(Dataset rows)
##############################

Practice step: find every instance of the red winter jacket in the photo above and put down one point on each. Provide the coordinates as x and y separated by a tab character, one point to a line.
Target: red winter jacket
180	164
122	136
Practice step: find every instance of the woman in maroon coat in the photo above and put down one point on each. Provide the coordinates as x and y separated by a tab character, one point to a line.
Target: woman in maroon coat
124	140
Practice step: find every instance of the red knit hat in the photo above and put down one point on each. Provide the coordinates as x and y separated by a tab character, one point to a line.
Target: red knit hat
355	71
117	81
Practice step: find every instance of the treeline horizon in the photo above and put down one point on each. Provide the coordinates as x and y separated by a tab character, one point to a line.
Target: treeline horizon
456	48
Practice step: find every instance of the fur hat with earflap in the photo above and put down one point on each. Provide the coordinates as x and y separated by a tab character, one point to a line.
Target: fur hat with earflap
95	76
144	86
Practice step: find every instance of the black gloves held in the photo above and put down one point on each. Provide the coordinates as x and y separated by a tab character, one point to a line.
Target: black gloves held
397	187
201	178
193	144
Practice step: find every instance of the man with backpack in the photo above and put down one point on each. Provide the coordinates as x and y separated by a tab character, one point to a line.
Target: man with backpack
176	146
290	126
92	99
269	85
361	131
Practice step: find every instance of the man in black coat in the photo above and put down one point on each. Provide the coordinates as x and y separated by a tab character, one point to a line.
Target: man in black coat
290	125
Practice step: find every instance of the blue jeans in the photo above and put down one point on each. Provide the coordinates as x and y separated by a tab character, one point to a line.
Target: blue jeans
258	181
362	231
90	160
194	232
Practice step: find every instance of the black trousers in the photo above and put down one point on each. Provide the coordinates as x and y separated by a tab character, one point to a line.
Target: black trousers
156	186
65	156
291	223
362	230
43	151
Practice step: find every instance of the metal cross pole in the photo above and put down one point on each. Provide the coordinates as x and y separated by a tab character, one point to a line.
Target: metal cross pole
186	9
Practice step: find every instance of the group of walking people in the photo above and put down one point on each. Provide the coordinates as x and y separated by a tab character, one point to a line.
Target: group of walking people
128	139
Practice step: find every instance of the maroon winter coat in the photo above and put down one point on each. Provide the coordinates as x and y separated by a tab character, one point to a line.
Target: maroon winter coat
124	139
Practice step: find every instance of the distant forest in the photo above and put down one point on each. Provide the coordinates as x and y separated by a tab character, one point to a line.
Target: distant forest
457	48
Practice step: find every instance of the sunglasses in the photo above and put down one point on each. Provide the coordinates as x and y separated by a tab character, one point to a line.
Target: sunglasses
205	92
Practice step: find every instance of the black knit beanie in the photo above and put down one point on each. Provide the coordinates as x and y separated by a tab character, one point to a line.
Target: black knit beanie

##############################

• The exercise:
Express the lines from the one containing "Practice step: find every instance of the sunglasses" through the end of the rows, inclusive, as a Markdown table with the columns No. and Text, numbering each line and omitting blank lines.

• Solved problem:
| No. | Text |
|---|---|
| 1 | Practice step: find every instance of the sunglasses in the photo above and put down one point on each. Provide the coordinates as x and y separated by a tab character, one point to a line. |
| 2 | Target: sunglasses |
| 3 | 205	92 |
| 4 | Practice step: find every instance of the black knit beanie in the photo above and put down one point on each. Provide the coordinates as x and y separated by a tab character, one point to a line. |
| 5 | Target: black knit beanie |